→ **EXTRACT**:

= William C. Robinson (politician) =

British politician (1861–1931)

Robinson in 1923

William Cornforth Robinson (12 July 1861 – 11 June 1931) was a British Labour Member of Parliament. Born in Carlton, West Riding of Yorkshire, he began work at the age of ten in a mill in Burnley. At the age of 17 he organised a trade union after experiencing a 20-week-long strike. By 1894 he had become the general secretary of the Amalgamated Association of Beamers, Twisters and Drawers, a position he held to the end of his life. He was president of the United Textile Factory Workers Association from 1913 to 1919. For many years he was a member of the Labour Party National Executive.

In 1911 and 1918 he ran for election at Oldham, and again in 1920 in Ashton-under-Lyne. He was elected at Elland in 1922 but lost the seat in 1923. He won it again in 1924 and held it until 1929.

→ **DATA**:
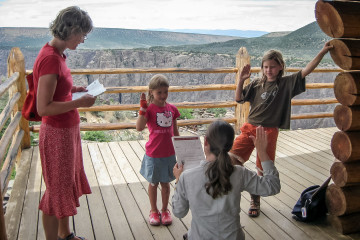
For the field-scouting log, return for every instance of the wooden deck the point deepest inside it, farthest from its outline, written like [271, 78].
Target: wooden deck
[118, 207]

→ **WRITTEN REQUEST A**: Write out the part of the Robinson biography above between "British politician (1861–1931)" and "it until 1929.", inclusive.
→ **WRITTEN REQUEST B**:
Answer these questions from the Robinson biography above, one per line:
(i) At what age did he begin work, and in which town?
(ii) Which organization did he serve as president from 1913 to 1919?
(iii) In what year was he first elected at Elland?

→ **WRITTEN REPLY A**:
British politician (1861–1931)

Robinson in 1923

William Cornforth Robinson (12 July 1861 – 11 June 1931) was a British Labour Member of Parliament. Born in Carlton, West Riding of Yorkshire, he began work at the age of ten in a mill in Burnley. At the age of 17 he organised a trade union after experiencing a 20-week-long strike. By 1894 he had become the general secretary of the Amalgamated Association of Beamers, Twisters and Drawers, a position he held to the end of his life. He was president of the United Textile Factory Workers Association from 1913 to 1919. For many years he was a member of the Labour Party National Executive.

In 1911 and 1918 he ran for election at Oldham, and again in 1920 in Ashton-under-Lyne. He was elected at Elland in 1922 but lost the seat in 1923. He won it again in 1924 and held it until 1929.

→ **WRITTEN REPLY B**:
(i) At the age of ten, in Burnley
(ii) The United Textile Factory Workers Association
(iii) 1922